Source document:
-*-*-

Variations on a Theme of Frank Bridge, Op. 10, is a work for string orchestra by Benjamin Britten. It was written in 1937 at the request of Boyd Neel, who conducted his orchestra at the premiere of the work at that year's Salzburg Festival. It was the work that brought Britten to international attention.

==Background==
Benjamin Britten studied with Frank Bridge from 1927. In 1932 he began writing a set of variations on a theme from one of Bridge's works, as a tribute to his teacher, but he was distracted by other matters and the work went nowhere.

In May 1937, the organisers of the Salzburg Festival invited Boyd Neel and his orchestra to perform three works at that year's Festival, in August, only three months away. One of those works had to be a previously unperformed work by a British composer. Neel knew Britten from having conducted his film score for Love from a Stranger in 1936, so he asked him to write a new work for a string orchestra. Britten accepted the commission and immediately started work on a new set of variations on a theme by Bridge. Britten took as his theme the second of Bridge's Three Idylls for string quartet, Op. 6, No. 2. The first sketch was completed in 10 days, and the work was fully scored by 12 July.

-*-*-

Problem set:
a: Based on the article on Britten's Variations on a Theme of Frank Bridge, why did Boyd Neel ask Britten in particular to write the new work for string orchestra?
b: Summarize the article on Britten's Variations on a Theme of Frank Bridge in two sentences.
c: Write the next part of the article on Britten's Variations on a Theme of Frank Bridge, starting after its last sentence.

Stored dataset items:
-*-*-

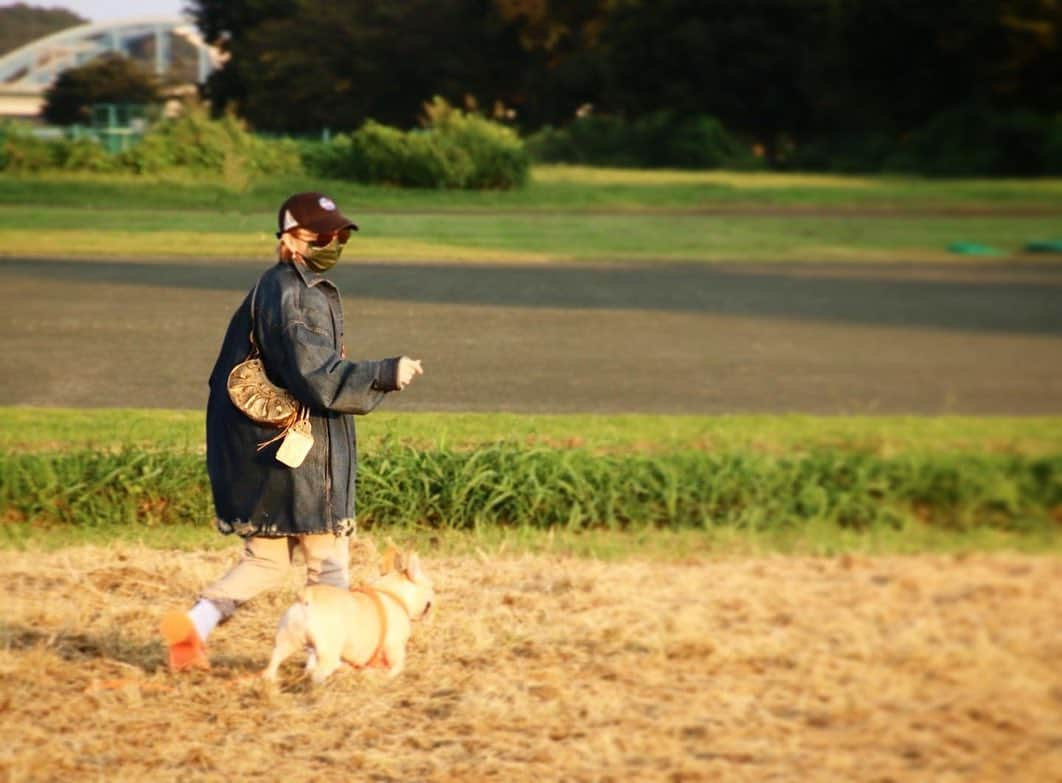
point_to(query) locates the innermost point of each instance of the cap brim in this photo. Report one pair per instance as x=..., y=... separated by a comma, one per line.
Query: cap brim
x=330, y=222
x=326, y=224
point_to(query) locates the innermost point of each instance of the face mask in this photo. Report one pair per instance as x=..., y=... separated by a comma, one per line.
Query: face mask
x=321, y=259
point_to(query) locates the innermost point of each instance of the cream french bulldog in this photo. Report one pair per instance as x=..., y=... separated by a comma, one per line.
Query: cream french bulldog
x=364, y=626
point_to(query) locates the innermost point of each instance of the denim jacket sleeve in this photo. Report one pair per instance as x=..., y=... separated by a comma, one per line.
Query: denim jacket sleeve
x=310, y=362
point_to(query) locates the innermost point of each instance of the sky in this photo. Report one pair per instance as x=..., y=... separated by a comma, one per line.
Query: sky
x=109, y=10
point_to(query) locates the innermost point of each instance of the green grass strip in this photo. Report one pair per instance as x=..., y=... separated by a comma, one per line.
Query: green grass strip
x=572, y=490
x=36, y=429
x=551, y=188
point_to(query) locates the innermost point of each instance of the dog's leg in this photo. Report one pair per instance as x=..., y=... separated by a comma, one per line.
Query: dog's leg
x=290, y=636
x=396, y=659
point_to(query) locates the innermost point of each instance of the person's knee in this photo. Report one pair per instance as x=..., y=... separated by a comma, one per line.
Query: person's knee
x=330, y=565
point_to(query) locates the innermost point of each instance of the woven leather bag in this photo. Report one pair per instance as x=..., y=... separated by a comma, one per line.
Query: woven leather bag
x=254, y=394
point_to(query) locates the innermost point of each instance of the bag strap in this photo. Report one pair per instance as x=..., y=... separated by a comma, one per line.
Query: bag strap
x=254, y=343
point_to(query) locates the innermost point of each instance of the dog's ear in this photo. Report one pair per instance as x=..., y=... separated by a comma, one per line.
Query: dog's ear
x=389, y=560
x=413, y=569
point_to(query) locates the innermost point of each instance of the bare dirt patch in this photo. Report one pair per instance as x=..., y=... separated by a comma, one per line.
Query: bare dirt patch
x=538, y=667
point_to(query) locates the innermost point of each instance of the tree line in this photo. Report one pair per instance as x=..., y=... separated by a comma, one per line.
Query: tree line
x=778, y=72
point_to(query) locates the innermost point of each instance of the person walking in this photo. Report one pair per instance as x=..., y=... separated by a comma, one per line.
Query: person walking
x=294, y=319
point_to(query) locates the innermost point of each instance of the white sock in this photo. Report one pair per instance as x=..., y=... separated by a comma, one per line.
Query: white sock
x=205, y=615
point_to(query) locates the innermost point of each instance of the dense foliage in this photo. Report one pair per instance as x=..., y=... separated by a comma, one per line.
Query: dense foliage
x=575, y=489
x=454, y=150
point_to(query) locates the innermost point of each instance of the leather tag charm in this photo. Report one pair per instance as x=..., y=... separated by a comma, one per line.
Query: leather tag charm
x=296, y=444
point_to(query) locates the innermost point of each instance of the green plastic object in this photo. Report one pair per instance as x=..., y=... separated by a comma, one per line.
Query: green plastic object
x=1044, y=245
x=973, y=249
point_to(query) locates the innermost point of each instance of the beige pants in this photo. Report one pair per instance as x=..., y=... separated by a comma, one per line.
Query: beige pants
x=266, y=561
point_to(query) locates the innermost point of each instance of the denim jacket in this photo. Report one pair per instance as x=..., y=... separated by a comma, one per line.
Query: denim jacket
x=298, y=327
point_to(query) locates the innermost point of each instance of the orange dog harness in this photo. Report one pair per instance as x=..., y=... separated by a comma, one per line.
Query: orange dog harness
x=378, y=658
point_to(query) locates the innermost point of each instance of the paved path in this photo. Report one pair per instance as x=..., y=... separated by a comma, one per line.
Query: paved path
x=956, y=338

-*-*-

Set of answers:
a: Neel knew Britten because in 1936 he had conducted Britten's film score for Love from a Stranger. The Salzburg Festival also required one of the three works to be a previously unperformed piece by a British composer.

b: Benjamin Britten wrote Variations on a Theme of Frank Bridge, Op. 10, for string orchestra in 1937 at the request of Boyd Neel, whose orchestra premiered it at that year's Salzburg Festival, and the work brought Britten international attention. Britten had studied with Bridge from 1927, and he took his theme from the second of Bridge's Three Idylls for string quartet, sketching the piece in 10 days and finishing the scoring by 12 July.

c:
He dedicated the work "To F.B. A tribute with affection and admiration". Both Bridge and Britten attended rehearsals of the work.

The work was given its concert premiere, as planned, on 27 August 1937 in Salzburg. However, its broadcast premiere occurred two days earlier; it was played live on Radio Hilversum on 25 August. Its British premiere took place on 5 October of the same year.

It was first recorded in 1938 by Neel conducting his own string orchestra. A recording with Britten himself conducting did not appear until 1967, with the English Chamber Orchestra for Decca. It has also been recorded by many other ensembles, with conductors including Herbert von Karajan, Yehudi Menuhin, Sir Charles Groves, Sir Alexander Gibson, Iona Brown, Sir Gilbert Levine, and Steuart Bedford.

==Structure==
The work is structured as follows:
- Introduction and Theme
- Variation 1: Adagio
- Variation 2: March
- Variation 3: Romance
- Variation 4: Aria Italiana
- Variation 5: Bourrée classique
- Variation 6: Wiener Waltzer
- Variation 7: Moto perpetuo
- Variation 8: Funeral March
- Variation 9: Chant
- Variation 10: Fugue and Finale

Each variation is a nod to a specific quality in Bridge's personality, but reflected through the prism of Britten's own personality. The Adagio represented Bridge's integrity; the March was his energy; the Romance his charm; the Aria Italiana his humour; the Bourrée his tradition; the Wiener Walzer his enthusiasm; the Moto perpetuo his vitality; the Funeral March his sympathy; the Chant was his reverence; the Fugue was his skill (it contains a number of references to other works by Bridge); and their mutual affection appears in the Finale. These connections were made explicit on the score Britten presented to Bridge, but they do not appear in the printed score.

Britten also imitated the styles of a number of composers such as Gioachino Rossini, Maurice Ravel and Igor Stravinsky.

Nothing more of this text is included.